START Extracted records

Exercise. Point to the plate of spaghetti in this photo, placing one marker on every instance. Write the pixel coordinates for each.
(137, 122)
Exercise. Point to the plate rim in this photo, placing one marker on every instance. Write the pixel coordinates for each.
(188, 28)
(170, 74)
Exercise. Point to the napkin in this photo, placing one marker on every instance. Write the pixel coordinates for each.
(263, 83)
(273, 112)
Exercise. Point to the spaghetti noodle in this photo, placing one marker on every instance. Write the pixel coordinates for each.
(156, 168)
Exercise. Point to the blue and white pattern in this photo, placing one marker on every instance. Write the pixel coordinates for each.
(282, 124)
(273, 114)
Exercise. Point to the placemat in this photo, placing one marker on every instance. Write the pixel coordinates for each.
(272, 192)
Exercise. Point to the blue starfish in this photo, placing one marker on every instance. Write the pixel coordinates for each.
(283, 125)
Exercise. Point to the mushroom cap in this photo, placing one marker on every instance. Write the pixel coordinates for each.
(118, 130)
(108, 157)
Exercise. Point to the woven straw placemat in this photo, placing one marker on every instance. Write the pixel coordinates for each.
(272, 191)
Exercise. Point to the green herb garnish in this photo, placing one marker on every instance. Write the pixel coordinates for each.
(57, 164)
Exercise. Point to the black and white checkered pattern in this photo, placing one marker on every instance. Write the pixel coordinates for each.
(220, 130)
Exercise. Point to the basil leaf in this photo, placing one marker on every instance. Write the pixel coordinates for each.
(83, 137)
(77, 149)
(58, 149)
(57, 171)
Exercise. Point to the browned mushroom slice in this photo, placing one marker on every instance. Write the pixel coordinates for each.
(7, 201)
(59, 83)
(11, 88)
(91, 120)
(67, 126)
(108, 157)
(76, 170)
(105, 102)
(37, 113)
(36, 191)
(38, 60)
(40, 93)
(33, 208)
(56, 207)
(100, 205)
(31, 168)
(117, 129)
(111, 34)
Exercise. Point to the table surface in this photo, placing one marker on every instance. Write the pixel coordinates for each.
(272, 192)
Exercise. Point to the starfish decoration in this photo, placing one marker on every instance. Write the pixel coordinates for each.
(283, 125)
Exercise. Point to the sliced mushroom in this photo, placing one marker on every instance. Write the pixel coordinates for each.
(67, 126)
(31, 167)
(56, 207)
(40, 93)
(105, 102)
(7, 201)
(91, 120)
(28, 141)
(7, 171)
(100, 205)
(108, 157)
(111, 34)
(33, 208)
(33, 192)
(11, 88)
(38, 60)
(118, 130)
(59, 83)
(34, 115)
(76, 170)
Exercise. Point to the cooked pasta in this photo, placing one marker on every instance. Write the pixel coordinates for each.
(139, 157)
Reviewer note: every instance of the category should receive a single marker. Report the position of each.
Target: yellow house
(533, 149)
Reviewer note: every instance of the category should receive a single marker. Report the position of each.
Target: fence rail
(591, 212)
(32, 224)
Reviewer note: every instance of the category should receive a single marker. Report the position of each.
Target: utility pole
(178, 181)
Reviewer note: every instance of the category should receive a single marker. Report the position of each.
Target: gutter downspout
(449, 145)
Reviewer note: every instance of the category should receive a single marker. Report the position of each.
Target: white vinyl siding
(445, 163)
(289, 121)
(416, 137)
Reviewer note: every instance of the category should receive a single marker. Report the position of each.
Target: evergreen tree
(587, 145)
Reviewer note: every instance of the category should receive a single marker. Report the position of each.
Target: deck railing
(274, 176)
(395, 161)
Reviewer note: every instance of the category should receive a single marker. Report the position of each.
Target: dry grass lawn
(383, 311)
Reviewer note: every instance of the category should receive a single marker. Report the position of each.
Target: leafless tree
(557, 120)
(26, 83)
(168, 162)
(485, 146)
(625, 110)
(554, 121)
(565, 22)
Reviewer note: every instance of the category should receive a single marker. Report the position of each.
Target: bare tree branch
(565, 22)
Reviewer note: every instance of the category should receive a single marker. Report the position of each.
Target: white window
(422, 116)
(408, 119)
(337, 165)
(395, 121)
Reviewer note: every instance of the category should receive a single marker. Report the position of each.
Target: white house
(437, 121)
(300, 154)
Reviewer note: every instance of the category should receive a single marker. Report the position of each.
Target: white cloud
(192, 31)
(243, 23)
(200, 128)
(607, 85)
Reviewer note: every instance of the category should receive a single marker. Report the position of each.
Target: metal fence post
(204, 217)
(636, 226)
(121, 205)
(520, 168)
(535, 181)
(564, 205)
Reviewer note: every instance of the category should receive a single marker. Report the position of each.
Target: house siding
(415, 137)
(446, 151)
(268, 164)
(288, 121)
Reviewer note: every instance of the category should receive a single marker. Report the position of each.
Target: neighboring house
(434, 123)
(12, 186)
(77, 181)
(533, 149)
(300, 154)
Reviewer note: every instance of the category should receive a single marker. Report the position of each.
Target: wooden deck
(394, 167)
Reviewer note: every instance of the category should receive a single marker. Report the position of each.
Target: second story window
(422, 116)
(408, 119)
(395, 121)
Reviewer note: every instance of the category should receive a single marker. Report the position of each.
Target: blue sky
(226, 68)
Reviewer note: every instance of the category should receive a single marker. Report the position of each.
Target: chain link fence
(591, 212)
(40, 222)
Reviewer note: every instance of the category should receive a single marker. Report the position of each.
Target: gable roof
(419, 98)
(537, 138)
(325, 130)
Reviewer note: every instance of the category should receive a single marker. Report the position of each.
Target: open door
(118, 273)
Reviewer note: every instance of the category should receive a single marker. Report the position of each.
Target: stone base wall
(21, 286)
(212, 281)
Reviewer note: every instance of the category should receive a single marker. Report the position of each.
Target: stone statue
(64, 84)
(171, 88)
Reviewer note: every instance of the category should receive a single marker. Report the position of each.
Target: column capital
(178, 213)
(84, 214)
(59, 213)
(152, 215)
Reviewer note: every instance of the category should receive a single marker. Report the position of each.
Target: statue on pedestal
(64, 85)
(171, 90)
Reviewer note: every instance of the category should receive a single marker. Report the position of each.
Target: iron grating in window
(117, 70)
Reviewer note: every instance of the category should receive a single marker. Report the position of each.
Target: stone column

END Extracted records

Assignment:
The whole block of entries above should be repeated exactly.

Result of the exercise:
Exercise. Point to the plate of spaghetti in this photo, placing one marker on every instance. Write the pixel coordinates for each.
(137, 122)
Exercise. Point to the plate rim in this photo, placing one marker on every instance. Write the pixel coordinates for each.
(188, 28)
(170, 74)
Exercise. Point to the napkin in this photo, placing one marker on every instance. Write the pixel coordinates for each.
(263, 83)
(273, 112)
Exercise. Point to the spaghetti noodle in this photo, placing one marker on every instance. Write the pixel coordinates for each.
(156, 168)
Exercise. Point to the blue and white pattern in this photo, placing one marker on every instance. Write the pixel coordinates for each.
(282, 124)
(273, 114)
Exercise. Point to the placemat in this photo, placing one marker on every instance. Write the pixel coordinates for each.
(272, 192)
Exercise. Point to the blue starfish in this photo, placing one marker on every instance. Write the pixel coordinates for each.
(283, 125)
Exercise. Point to the mushroom cap in this photo, placing one marker on every instance. Write the pixel coordinates for each.
(118, 130)
(108, 157)
Exercise. Point to the woven straw placemat in this photo, placing one marker on every instance. Write the pixel coordinates for each.
(272, 191)
Exercise. Point to the green herb garnish in this photo, placing one marker on every instance. Write the pixel coordinates for each.
(57, 164)
Exercise. Point to the black and white checkered pattern in this photo, placing one marker on every instance. Write the pixel coordinates for each.
(220, 130)
Exercise. Point to the basil leaf in this photo, placing one marker on every instance. Write the pixel coordinates for each.
(83, 137)
(77, 149)
(58, 149)
(57, 171)
Exercise. Point to the browned mushroom slice in this photo, placing one marker on every instance. Write the pixel coordinates for each.
(7, 201)
(59, 83)
(11, 88)
(91, 120)
(67, 126)
(108, 157)
(76, 170)
(105, 102)
(37, 113)
(36, 191)
(38, 60)
(40, 93)
(33, 208)
(56, 207)
(100, 205)
(31, 168)
(117, 129)
(111, 34)
Exercise. Point to the table surface in this photo, placing one marker on every instance. Write the pixel coordinates for each.
(272, 192)
Exercise. Point to the starfish decoration in this photo, placing one marker on every instance. Write the pixel coordinates for each.
(283, 125)
Exercise. Point to the sliced mushroom in this photo, placing one marker on every instance. Write the pixel coordinates for each.
(67, 126)
(31, 167)
(56, 207)
(40, 93)
(105, 102)
(7, 201)
(91, 120)
(28, 141)
(7, 171)
(100, 205)
(108, 157)
(111, 34)
(33, 208)
(33, 192)
(11, 88)
(38, 60)
(118, 130)
(59, 83)
(34, 115)
(76, 170)
Exercise. Point to the cooked pasta in this photo, placing one marker on every instance. Write the pixel coordinates for each.
(139, 157)
Reviewer note: every instance of the category should receive a single marker. Report the position of each.
Target: yellow house
(533, 149)
Reviewer note: every instance of the category should receive a single marker. Report the position of each.
Target: fence rail
(591, 212)
(32, 224)
Reviewer note: every instance of the category should receive a single marker. Report the position of each.
Target: utility pole
(178, 181)
Reviewer note: every instance of the category should receive a single marker. Report the position of each.
Target: gutter downspout
(449, 145)
Reviewer note: every instance of the category should receive a single marker. Report the position of each.
Target: white vinyl siding
(445, 163)
(289, 121)
(416, 137)
Reviewer note: every instance of the category should receive a single marker. Report the position of each.
Target: evergreen tree
(587, 145)
Reviewer note: every instance of the category should receive a single marker. Report the position of each.
Target: deck railing
(274, 176)
(395, 161)
Reviewer note: every instance of the category should receive a single marker. Report the position of each.
Target: dry grass lawn
(383, 311)
Reviewer note: every instance of the category should receive a single marker. Report the position of each.
Target: leafless tree
(557, 120)
(26, 83)
(168, 162)
(485, 146)
(625, 110)
(554, 121)
(565, 22)
Reviewer note: every instance of the category should receive a single marker. Report the position of each.
Target: bare tree branch
(565, 22)
Reviewer note: every instance of the category should receive a single marker. Report the position of each.
Target: white window
(422, 116)
(408, 119)
(337, 165)
(395, 121)
Reviewer note: every instance of the category should receive a single marker. Report the position of each.
Target: white house
(437, 121)
(300, 154)
Reviewer note: every instance of the category should receive a single marker. Report the position of each.
Target: white cloud
(192, 31)
(243, 23)
(200, 128)
(607, 85)
Reviewer note: every instance of the category should receive a single marker. Report the position of each.
Target: metal fence post
(204, 217)
(636, 226)
(121, 205)
(520, 168)
(535, 181)
(564, 205)
Reviewer note: every instance of the category should receive a single marker. Report the position of each.
Target: house siding
(415, 137)
(446, 151)
(268, 164)
(288, 121)
Reviewer note: every instance of the category should receive a single marker. Report the position of each.
Target: neighboring house
(434, 123)
(12, 186)
(77, 181)
(533, 149)
(300, 154)
Reviewer note: every instance of the category should receive a single marker. Report the position of each.
Target: wooden deck
(394, 167)
Reviewer note: every instance of the category should receive a single marker. Report the position of each.
Target: second story window
(422, 116)
(408, 119)
(395, 121)
Reviewer note: every instance of the category should receive a single marker. Report the position of each.
Target: blue sky
(226, 68)
Reviewer note: every instance of the category should receive a single marker. Report the position of each.
Target: chain link fence
(591, 212)
(40, 222)
Reviewer note: every instance of the category should receive a single marker. Report the position of each.
Target: gable roof
(419, 98)
(537, 138)
(325, 130)
Reviewer note: every instance of the category should receive a single marker. Report the position of each.
Target: open door
(118, 273)
Reviewer note: every instance of the category should receive a single marker. Report the position of each.
Target: stone base wall
(21, 286)
(212, 281)
Reviewer note: every instance of the category should receive a single marker. Report the position of each.
Target: stone statue
(64, 84)
(171, 88)
Reviewer note: every instance of the category should receive a single marker. Report the position of each.
Target: column capital
(178, 213)
(84, 214)
(59, 213)
(152, 215)
Reviewer note: every instance of the category should receive a single marker. Report the position of each.
Target: statue on pedestal
(64, 85)
(171, 90)
Reviewer note: every instance of the category should receive a single marker. Report the position of each.
Target: iron grating in window
(117, 70)
Reviewer note: every instance of the category should receive a single marker. Report the position of each.
Target: stone column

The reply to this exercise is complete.